Set down the items below word for word, starting at their first line and ending at the line containing "<point>765,164</point>", with both of those lines included.

--- start Task input ---

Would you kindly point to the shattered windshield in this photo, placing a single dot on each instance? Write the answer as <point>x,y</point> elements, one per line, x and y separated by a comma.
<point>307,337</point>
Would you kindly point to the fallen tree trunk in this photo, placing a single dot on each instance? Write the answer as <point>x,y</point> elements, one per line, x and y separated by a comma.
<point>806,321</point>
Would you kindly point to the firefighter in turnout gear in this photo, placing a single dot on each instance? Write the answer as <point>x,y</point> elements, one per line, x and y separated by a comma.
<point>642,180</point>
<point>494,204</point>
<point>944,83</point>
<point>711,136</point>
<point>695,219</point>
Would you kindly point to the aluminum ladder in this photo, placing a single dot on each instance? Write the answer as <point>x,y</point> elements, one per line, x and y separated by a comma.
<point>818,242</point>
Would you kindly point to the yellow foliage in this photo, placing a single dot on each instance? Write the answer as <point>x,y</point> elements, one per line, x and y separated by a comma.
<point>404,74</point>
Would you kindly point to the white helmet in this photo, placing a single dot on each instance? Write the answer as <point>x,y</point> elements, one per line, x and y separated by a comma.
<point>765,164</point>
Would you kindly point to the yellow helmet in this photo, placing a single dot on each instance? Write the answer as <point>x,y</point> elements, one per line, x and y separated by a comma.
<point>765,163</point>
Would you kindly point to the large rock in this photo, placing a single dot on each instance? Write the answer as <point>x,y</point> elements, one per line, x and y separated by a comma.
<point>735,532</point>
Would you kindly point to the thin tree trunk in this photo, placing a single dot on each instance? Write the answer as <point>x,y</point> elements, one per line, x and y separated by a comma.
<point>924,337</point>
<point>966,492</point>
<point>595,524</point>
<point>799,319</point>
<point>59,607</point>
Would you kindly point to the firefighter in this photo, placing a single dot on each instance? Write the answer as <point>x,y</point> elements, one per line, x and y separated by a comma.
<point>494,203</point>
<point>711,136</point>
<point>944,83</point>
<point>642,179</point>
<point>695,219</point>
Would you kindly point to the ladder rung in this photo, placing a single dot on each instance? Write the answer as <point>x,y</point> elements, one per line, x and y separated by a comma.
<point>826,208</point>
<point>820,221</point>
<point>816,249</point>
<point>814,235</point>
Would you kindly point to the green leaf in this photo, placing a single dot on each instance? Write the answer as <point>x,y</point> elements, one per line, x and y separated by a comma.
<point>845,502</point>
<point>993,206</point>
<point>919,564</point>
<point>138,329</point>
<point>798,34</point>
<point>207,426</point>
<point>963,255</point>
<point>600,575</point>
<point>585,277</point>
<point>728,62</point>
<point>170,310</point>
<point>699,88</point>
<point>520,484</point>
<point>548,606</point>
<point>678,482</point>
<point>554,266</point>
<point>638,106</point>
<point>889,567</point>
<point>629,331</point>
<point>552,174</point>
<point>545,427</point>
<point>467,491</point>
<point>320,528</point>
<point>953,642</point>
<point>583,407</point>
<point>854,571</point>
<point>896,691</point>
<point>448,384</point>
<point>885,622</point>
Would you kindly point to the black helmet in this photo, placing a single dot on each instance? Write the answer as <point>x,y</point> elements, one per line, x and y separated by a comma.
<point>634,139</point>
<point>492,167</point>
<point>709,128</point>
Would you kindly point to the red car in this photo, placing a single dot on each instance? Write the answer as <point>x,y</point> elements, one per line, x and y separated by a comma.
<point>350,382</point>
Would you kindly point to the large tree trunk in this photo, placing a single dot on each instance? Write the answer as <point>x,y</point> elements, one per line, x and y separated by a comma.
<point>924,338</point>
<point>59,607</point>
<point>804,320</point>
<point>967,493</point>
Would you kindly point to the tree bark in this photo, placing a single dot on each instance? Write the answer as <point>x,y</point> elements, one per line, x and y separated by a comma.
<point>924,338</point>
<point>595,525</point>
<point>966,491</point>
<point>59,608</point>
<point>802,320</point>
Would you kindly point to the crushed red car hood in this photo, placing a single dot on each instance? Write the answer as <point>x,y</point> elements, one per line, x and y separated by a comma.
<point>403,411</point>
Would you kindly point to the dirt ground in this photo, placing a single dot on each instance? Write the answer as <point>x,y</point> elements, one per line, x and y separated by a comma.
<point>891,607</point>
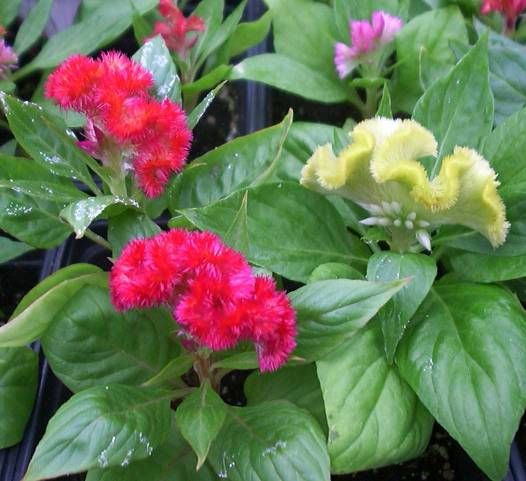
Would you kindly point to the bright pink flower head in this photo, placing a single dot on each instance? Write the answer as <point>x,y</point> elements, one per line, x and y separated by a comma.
<point>151,136</point>
<point>211,291</point>
<point>179,32</point>
<point>8,59</point>
<point>511,9</point>
<point>366,38</point>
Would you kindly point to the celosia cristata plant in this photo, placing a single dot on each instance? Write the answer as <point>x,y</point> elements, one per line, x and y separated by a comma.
<point>366,280</point>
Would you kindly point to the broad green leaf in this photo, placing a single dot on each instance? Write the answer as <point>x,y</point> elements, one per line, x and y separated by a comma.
<point>283,73</point>
<point>291,230</point>
<point>226,169</point>
<point>155,57</point>
<point>384,108</point>
<point>45,140</point>
<point>33,26</point>
<point>10,249</point>
<point>95,30</point>
<point>330,312</point>
<point>89,343</point>
<point>9,11</point>
<point>18,387</point>
<point>374,417</point>
<point>458,108</point>
<point>41,304</point>
<point>102,427</point>
<point>397,313</point>
<point>424,54</point>
<point>200,417</point>
<point>308,38</point>
<point>195,115</point>
<point>274,441</point>
<point>299,385</point>
<point>82,213</point>
<point>174,460</point>
<point>129,225</point>
<point>465,357</point>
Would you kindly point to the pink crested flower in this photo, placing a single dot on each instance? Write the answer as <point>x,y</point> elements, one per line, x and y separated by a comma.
<point>179,33</point>
<point>8,59</point>
<point>151,136</point>
<point>511,9</point>
<point>366,38</point>
<point>211,291</point>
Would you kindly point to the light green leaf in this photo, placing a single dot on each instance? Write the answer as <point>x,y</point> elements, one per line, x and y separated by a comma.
<point>200,418</point>
<point>273,441</point>
<point>41,304</point>
<point>18,387</point>
<point>330,312</point>
<point>374,417</point>
<point>465,357</point>
<point>396,315</point>
<point>291,230</point>
<point>101,427</point>
<point>458,108</point>
<point>89,343</point>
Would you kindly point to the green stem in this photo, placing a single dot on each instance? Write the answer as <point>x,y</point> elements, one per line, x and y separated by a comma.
<point>97,239</point>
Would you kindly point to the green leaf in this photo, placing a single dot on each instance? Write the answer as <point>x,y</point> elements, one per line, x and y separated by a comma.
<point>273,441</point>
<point>396,315</point>
<point>200,418</point>
<point>384,108</point>
<point>89,343</point>
<point>423,53</point>
<point>82,213</point>
<point>18,387</point>
<point>155,57</point>
<point>465,357</point>
<point>33,26</point>
<point>291,230</point>
<point>95,30</point>
<point>298,385</point>
<point>129,225</point>
<point>41,304</point>
<point>10,249</point>
<point>9,11</point>
<point>283,73</point>
<point>101,427</point>
<point>362,393</point>
<point>226,169</point>
<point>458,108</point>
<point>195,115</point>
<point>330,312</point>
<point>46,141</point>
<point>174,460</point>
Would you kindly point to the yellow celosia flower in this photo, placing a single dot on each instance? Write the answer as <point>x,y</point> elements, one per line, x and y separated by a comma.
<point>381,172</point>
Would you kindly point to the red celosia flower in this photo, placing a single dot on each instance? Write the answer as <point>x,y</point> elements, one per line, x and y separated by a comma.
<point>511,9</point>
<point>151,136</point>
<point>177,30</point>
<point>211,291</point>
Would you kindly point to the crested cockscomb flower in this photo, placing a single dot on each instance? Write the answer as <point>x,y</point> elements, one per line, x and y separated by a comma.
<point>127,128</point>
<point>367,38</point>
<point>381,171</point>
<point>510,9</point>
<point>211,291</point>
<point>8,59</point>
<point>179,33</point>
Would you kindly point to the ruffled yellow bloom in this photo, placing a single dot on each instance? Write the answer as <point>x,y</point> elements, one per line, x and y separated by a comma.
<point>381,172</point>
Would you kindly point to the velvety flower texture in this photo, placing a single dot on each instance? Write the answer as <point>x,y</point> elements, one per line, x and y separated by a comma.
<point>211,291</point>
<point>511,9</point>
<point>366,38</point>
<point>127,128</point>
<point>178,32</point>
<point>8,59</point>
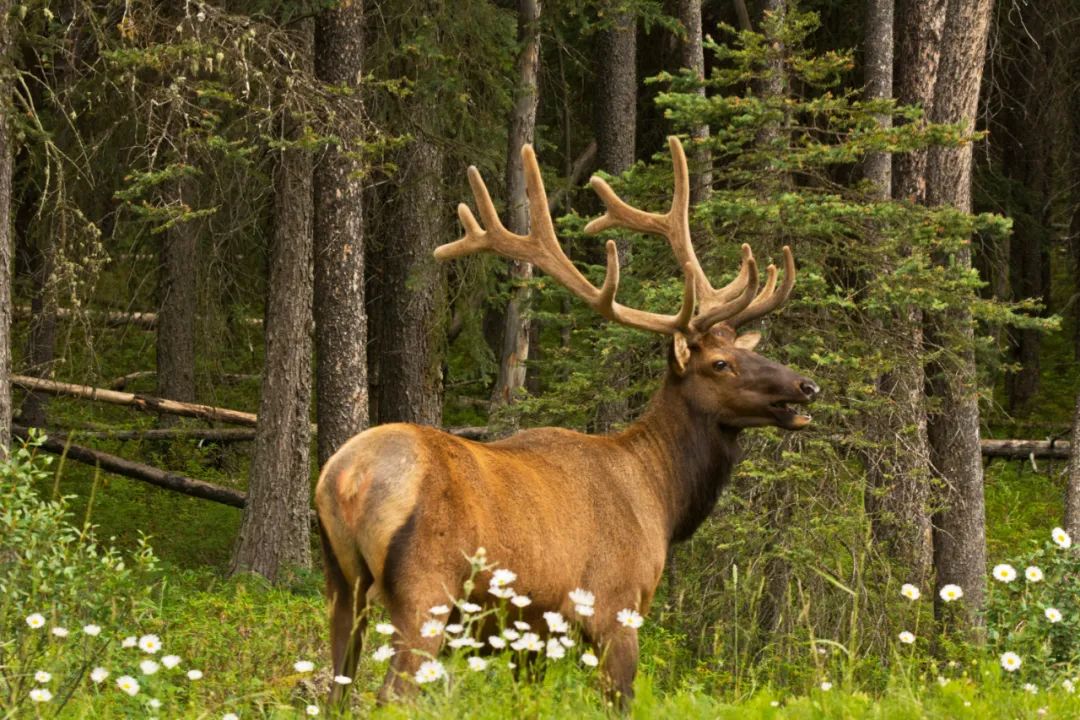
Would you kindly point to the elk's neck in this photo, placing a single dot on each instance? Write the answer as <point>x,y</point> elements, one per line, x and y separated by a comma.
<point>690,457</point>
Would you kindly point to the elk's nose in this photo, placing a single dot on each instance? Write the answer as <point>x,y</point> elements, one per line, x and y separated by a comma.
<point>809,389</point>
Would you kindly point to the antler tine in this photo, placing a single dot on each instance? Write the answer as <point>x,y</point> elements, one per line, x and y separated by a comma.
<point>770,298</point>
<point>541,247</point>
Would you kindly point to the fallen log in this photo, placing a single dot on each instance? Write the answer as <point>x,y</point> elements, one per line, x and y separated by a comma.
<point>211,434</point>
<point>58,445</point>
<point>1025,449</point>
<point>146,403</point>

--- end Task input ---

Exercise result:
Would you kindly point to the shattered windshield in this photo, placing a single dot on each instance? Write the answer as <point>x,y</point> elements, one per line, x and y separated by a comma.
<point>307,337</point>
Would you kindly point to the fallen tree trunk in this photo, placing a single dot on each instance? Write the answer as <point>x,y</point> elements, one per line, x and y separated by a comma.
<point>806,321</point>
Would you kindly point to the firefighter in turnout gear in this photo, placing a single dot on each instance? Write the answer as <point>x,y</point> elements, one per line, x and y separated by a comma.
<point>642,180</point>
<point>494,204</point>
<point>944,83</point>
<point>711,136</point>
<point>695,219</point>
Would you kindly point to the aluminum ladder in this photo, placing a single dot on each instance? Write the answer as <point>x,y</point> elements, one per line, x and y separated by a comma.
<point>818,242</point>
Would you kindly point to the yellow foliage in this photo, placing a single dot on each instance? Write the answer as <point>x,y</point> elements, one per line, x and y separated by a comma.
<point>404,74</point>
Would you kindly point to the white helmet in this photo, placing a single dot on each instance? Write the answer as <point>x,y</point> elements, one per line, x and y separated by a comma.
<point>765,164</point>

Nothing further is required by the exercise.